DATASET EXCERPTS
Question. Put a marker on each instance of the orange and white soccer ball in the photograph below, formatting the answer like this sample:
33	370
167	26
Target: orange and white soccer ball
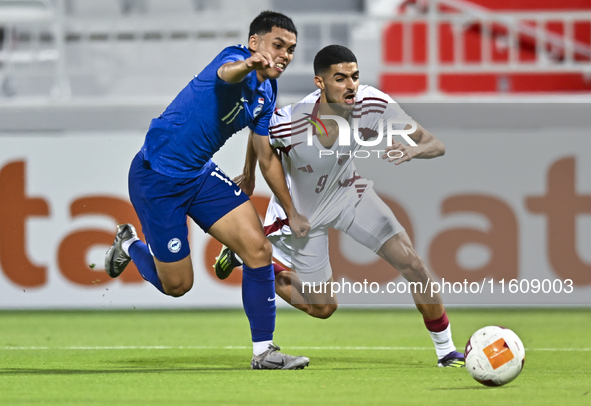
494	356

THE PROBLEM
Your answer must be a verbatim copy of the entries above, with no images included.

WRITTEN ANSWER
Question. Put a marker on each instance of the orange and white soccer ball in the photograph below, formatting the answer like this sample:
33	370
167	26
Target: orange and white soccer ball
494	356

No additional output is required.